READING TEXT –
--------------------------------------------------

Personally, I'm of a mind that we would eventually recover. We've been through some pretty tough spots as a species and yet here I am typing this this and there you are (wherever you are) reading this. Think about it this for a second. The Bubonic Plague wiped out something on the order of depending on the estimates one third to one half of the population of Europe. One. Half. Think of ten people you know. Got it? Good. By the end of the week five of them are dead. There were entire villages wiped out populated only by feral dogs. So many people died that people couldn't even bury them all. 
Want worse? I got it. If you didn't already know about it there's something called a caldera (read ginormous volcano of screaming horrible explody death) under Yellowstone National Park in the United States. This thing is HUGE.
from www.cuttingedge.org
 See that? That's what it looked like the last time this thing lost it's shit. When it did scientists say it reduced the world population of humans to something on the order of five thousand breeding pairs. I will repeat that. Five thousand breeding pairs. That's a five with three zeroes. In the entire world. The entire world population of humans would barely register as a town today.
So...would we make it? I'm confident that yes we would. Would the world afterwards look the same as it does today? Most assuredly not.

--------------------------------------------------

RECORD SET –
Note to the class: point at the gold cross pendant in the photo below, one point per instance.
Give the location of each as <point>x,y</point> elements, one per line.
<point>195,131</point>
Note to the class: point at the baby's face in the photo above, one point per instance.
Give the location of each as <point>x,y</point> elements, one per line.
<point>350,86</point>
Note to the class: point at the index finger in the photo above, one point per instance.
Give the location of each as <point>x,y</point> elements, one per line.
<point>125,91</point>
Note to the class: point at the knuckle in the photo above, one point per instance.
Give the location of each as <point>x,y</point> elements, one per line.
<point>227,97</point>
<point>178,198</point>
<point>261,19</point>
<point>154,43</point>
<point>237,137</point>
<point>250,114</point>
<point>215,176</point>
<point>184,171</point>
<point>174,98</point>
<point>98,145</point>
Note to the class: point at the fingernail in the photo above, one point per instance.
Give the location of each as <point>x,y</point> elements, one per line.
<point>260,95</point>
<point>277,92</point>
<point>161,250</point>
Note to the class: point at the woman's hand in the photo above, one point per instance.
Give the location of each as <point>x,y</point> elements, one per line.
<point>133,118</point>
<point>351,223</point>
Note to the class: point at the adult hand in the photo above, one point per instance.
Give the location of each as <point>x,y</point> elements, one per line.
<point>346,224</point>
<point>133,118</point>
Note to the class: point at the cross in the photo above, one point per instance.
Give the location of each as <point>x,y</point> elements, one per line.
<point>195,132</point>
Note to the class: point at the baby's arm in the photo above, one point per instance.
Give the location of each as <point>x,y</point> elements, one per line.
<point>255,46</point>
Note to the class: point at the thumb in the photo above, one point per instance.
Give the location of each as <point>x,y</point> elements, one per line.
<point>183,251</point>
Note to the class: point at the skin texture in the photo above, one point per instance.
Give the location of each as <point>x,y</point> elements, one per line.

--------------------------------------------------

YOUR OBJECTIVE –
In the passage above about whether humanity would survive a catastrophe, transcribe the part that opens with the words "Want worse? I" and closes with "Most assuredly not.".

TASK RESULT –
Want worse? I got it. If you didn't already know about it there's something called a caldera (read ginormous volcano of screaming horrible explody death) under Yellowstone National Park in the United States. This thing is HUGE.
from www.cuttingedge.org
 See that? That's what it looked like the last time this thing lost it's shit. When it did scientists say it reduced the world population of humans to something on the order of five thousand breeding pairs. I will repeat that. Five thousand breeding pairs. That's a five with three zeroes. In the entire world. The entire world population of humans would barely register as a town today.
So...would we make it? I'm confident that yes we would. Would the world afterwards look the same as it does today? Most assuredly not.